Aim: Reproduce the lines from the one containing "of the green" through the final line below, requests included. Multiply every x and y coordinate in the answers by 1.2 and round to whole numbers with halves going up, then output only those lines.

=====

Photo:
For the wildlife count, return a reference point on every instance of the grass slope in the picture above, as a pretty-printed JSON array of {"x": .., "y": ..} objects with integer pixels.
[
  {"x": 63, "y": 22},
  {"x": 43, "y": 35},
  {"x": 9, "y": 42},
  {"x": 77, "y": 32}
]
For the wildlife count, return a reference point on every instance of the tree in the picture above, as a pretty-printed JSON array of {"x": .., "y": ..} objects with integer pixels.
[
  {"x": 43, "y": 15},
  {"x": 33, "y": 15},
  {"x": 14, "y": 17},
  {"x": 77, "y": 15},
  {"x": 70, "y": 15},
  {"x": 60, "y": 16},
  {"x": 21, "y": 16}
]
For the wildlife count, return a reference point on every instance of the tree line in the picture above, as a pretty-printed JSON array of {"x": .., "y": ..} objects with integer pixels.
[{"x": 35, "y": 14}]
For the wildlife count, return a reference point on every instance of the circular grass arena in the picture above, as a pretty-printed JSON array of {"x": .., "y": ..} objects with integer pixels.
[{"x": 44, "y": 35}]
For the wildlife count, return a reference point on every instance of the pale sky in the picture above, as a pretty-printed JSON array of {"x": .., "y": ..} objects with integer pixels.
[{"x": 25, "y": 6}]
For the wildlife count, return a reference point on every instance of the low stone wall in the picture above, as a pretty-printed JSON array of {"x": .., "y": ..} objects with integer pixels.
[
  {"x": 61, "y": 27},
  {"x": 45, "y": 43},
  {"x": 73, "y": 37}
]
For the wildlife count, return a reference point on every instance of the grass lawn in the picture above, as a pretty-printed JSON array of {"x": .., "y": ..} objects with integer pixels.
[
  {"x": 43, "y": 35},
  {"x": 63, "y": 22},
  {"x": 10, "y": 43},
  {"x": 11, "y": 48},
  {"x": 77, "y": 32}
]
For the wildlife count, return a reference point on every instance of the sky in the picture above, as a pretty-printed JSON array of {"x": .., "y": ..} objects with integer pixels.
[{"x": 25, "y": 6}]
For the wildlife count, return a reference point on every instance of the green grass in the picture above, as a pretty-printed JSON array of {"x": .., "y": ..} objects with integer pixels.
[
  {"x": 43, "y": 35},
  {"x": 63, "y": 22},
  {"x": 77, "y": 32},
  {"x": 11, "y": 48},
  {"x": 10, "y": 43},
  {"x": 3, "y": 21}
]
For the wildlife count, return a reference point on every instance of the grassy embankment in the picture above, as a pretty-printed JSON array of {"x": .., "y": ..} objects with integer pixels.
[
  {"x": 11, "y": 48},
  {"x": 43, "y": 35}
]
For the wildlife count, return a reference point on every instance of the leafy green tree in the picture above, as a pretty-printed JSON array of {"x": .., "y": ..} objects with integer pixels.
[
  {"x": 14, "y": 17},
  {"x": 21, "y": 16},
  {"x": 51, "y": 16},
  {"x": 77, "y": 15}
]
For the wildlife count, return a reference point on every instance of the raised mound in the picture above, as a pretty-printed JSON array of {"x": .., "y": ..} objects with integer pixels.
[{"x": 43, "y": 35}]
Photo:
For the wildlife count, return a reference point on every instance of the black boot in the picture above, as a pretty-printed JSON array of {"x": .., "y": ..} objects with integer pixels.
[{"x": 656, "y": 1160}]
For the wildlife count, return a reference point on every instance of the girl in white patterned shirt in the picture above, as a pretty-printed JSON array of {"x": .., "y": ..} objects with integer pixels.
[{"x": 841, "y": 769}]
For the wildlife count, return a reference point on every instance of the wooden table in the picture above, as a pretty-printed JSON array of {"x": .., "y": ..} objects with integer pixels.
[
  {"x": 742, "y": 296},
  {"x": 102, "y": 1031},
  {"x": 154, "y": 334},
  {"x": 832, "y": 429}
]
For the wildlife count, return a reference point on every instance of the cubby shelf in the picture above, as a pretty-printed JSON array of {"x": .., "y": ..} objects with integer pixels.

=====

Final result:
For the wildlife count, return a reference point on every instance of the green grass in the picture above, as a pretty-printed JSON array of {"x": .., "y": ..} objects with integer pixels.
[
  {"x": 52, "y": 42},
  {"x": 76, "y": 26},
  {"x": 92, "y": 38},
  {"x": 13, "y": 58},
  {"x": 12, "y": 52},
  {"x": 4, "y": 25}
]
For the wildlife count, return a reference point on every instance of the grassy embankment in the picture above, as a pretty-printed JSON array of {"x": .., "y": ..} objects with integer pixels.
[
  {"x": 13, "y": 58},
  {"x": 52, "y": 42}
]
For the wildlife count, return a reference point on every instance of the leafy green tree in the picture above, as a pretty-printed JSON array of {"x": .., "y": ..} objects with integer pixels.
[
  {"x": 17, "y": 20},
  {"x": 25, "y": 19},
  {"x": 61, "y": 19},
  {"x": 92, "y": 18}
]
For the wildlife count, return a reference point on every instance of the raised mound in the picture above, as a pretty-printed JSON array of {"x": .., "y": ..} objects with integer pixels.
[{"x": 52, "y": 42}]
Photo:
For the wildlife count, return a reference point on every instance of the black boot in the picture above, as a pretty-printed JSON array of {"x": .., "y": ..} objects with integer pixels.
[{"x": 787, "y": 1392}]
For the wildlife count, return a reference point on every instance of the girl in white patterned shirt in the picture above, as a pretty-printed JSON array of {"x": .., "y": ..} objects with integer pixels.
[{"x": 1009, "y": 923}]
For the wildlife count, return a reference point on every instance of the wooden table in the picture above, as a pretty-printed JSON array of {"x": .., "y": ..} objects with integer pixels.
[
  {"x": 890, "y": 355},
  {"x": 122, "y": 1237},
  {"x": 185, "y": 401},
  {"x": 998, "y": 515}
]
For the wildlife count, return a reference point on every instance of the cubby shelf in the picture above, as a pretty-printed JSON array of {"x": .., "y": ..} objects with integer pixels.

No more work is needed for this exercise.